* **TEXT EXCERPT**
★ ★ ★ ★ ★ ★ ★
Punishing the Past: Presidential Elections in Times of Crisis (1932, 1968, 2008)

Republican Presidential Candidate Sen. John McCain and President George W. Bush.

In 2008, Republican Presidential Candidate Sen. John McCain will have to deal with the legacy of the Republican Administration that came before him. Will John McCain be "punished for the past" in November?

Editor's Note

With the campaign for the November election at full throttle, candidates will be working hard to persuade voters that their vision for the future is better than their opponents. This month historian Bruce Kuklick offers a provocative and counter-intiutive way to think about the upcoming election. In this thought-piece, Kuklick argues that rather than being about the future of the nation, elections must be about the past.

During this presidential campaign, Barack Obama and John McCain have each spent a great deal of time talking about their dreams for the 21st century. And they have worked to persuade voters that the policies they would implement would achieve that dream, ushering in a golden future. Nothing surprising in that. Political campaigns are usually cast in the future tense.

I want to suggest, however, that these are the wrong terms in which to evaluate our electoral choices in November. Like other Presidential elections in American history that came at a moment of national crisis, 2008 will likely be a referendum on what has happened during the preceding eight years, not on what McCain or Obama promise for the future. Obama has already begun to sound that note. “Eight is enough,” he declared during his August 28 acceptance speech.

Elections: Is the Past or Future at Stake?

To listen to political pundits talk, one might think that we are able to predict the consequences of proposed civic policies—that we can verify with certainty that they are good or bad, and vote for the political party whose policies promise the best outcome. But if we had any way to make such calculations—if we had such an actual science of politics—heated disputes on the issues would not exist.

In truth, of course, on many key public questions it is more than likely that roughly 50% of Americans will disagree with the other 50%. Why would we think that these disagreements could be resolved by objective, cognitive appraisal? What would make us think that one side was right, or that the notion of who was right could have much meaning? We simply can’t know that certain policies pursued today will yield predictable or desirable results tomorrow. In this sense, we have often cast our election-year debates in the wrong terms.

Each party in the American system has a personality that differs from the other. Republicans and Democrats have different attitudes that their politicians reflect. These alternative (if frequently similar) convictions consist of visions of far-off goals, a moral ethos about the worth of these goals, abiding claims concerning their fittedness for our social order, and expectations for apocalyptic victory.
★ ★ ★ ★ ★ ★ ★
* **DATA SECTION**
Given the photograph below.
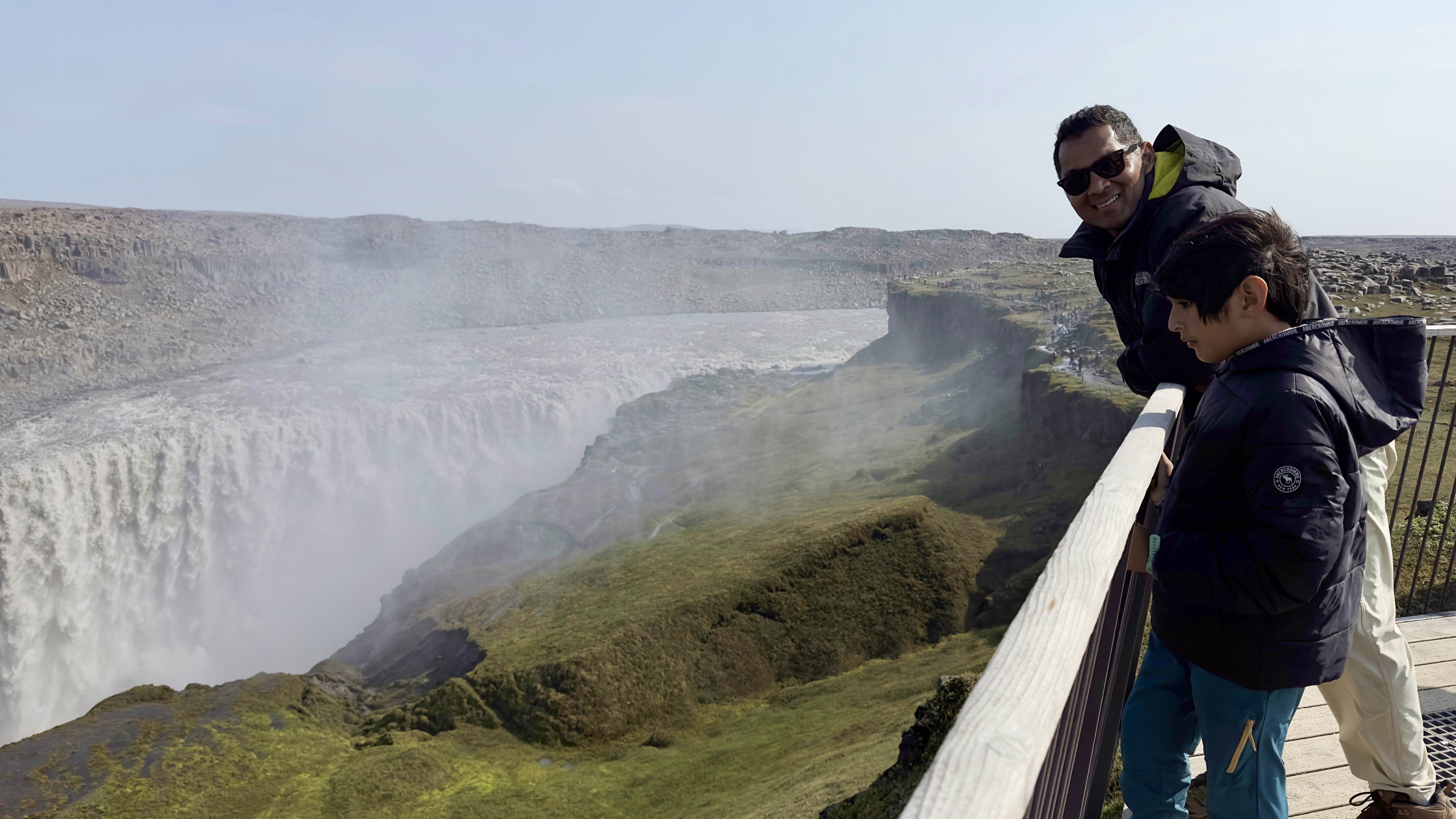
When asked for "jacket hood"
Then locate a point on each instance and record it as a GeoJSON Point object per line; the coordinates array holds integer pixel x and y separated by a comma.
★ ★ ★ ★ ★ ★ ★
* **WHAT TO WORK ON**
A – In the essay on presidential elections in times of crisis, what did Obama declare during his August 28 acceptance speech?
B – Carry the essay on presidential elections in times of crisis forward from its last sentence, keeping its argument and tone.

* **RESPONSES IN ORDER**
A – "Eight is enough."

B –
The polity of the United States provides rich benefits for its citizens, a large measure of domestic stability, and security in foreign policy. But it is largely mysterious to me what conditions have given us such a political culture and how we have continued to guarantee its advantages. If we are honest with ourselves, we have to admit that we really don’t know how the structure successfully grew up, or what the mechanisms are that give it an effective energy. In fact, in the absence of any real explanation, people often resort to the providential and say the country is “blessed,” or that God “shed his grace” on us.

Conservatives have traditionally demanded less of the political system. They have aimed to preserve the principles that, they believe, have gotten us the benefits. Liberals have asked for more. Somehow, they think, civic life can progress, and the political struggle can empower those who can secure progress.

This belief developed because progressive Democrats at the end of the nineteenth century absorbed into their framework of principles the ideas of modernizing Protestants. For these Protestants, God was not so much a supernatural creature but was immanent in our social life, and evidence for this reality was the upward swing of civilization. Over the twentieth century this religious notion moved into the secular realm of liberal politics.

We should surely try to bring our good fortune more under our control. But we need also to realize that we have little power over it, and that we have limited means for nudging it positively. In such circumstances, we should be satisfied with a more minimal notion of what politicians and parties can accomplish, and what they ought to be accountable for.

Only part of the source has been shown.